## OBJECTIVE
Please print all of the records below line for line, without any change, and leave out the pictures.

## INFORMATION PROVIDED
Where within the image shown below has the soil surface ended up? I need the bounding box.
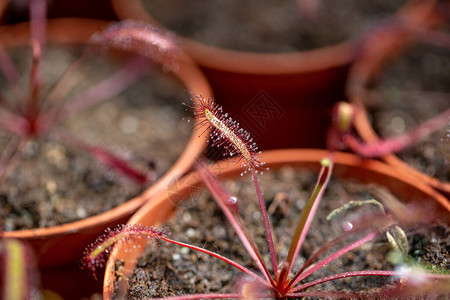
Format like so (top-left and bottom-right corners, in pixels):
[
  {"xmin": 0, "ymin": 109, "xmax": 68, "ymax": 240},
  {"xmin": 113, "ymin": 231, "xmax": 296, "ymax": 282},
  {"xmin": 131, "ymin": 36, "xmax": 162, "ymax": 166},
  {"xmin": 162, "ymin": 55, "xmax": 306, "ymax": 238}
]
[
  {"xmin": 116, "ymin": 167, "xmax": 449, "ymax": 299},
  {"xmin": 0, "ymin": 47, "xmax": 192, "ymax": 231},
  {"xmin": 366, "ymin": 44, "xmax": 450, "ymax": 182},
  {"xmin": 142, "ymin": 0, "xmax": 405, "ymax": 52}
]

## SOLUTION FOR THIS TASK
Where within the image shown below has the soil surface ended up? I need the bounding box.
Format like so (top-left and bottom-right corners, in pixels):
[
  {"xmin": 0, "ymin": 109, "xmax": 68, "ymax": 240},
  {"xmin": 113, "ymin": 231, "xmax": 296, "ymax": 282},
  {"xmin": 131, "ymin": 36, "xmax": 162, "ymax": 166},
  {"xmin": 162, "ymin": 55, "xmax": 306, "ymax": 238}
]
[
  {"xmin": 116, "ymin": 167, "xmax": 449, "ymax": 299},
  {"xmin": 0, "ymin": 47, "xmax": 192, "ymax": 231},
  {"xmin": 366, "ymin": 44, "xmax": 450, "ymax": 182},
  {"xmin": 142, "ymin": 0, "xmax": 405, "ymax": 52}
]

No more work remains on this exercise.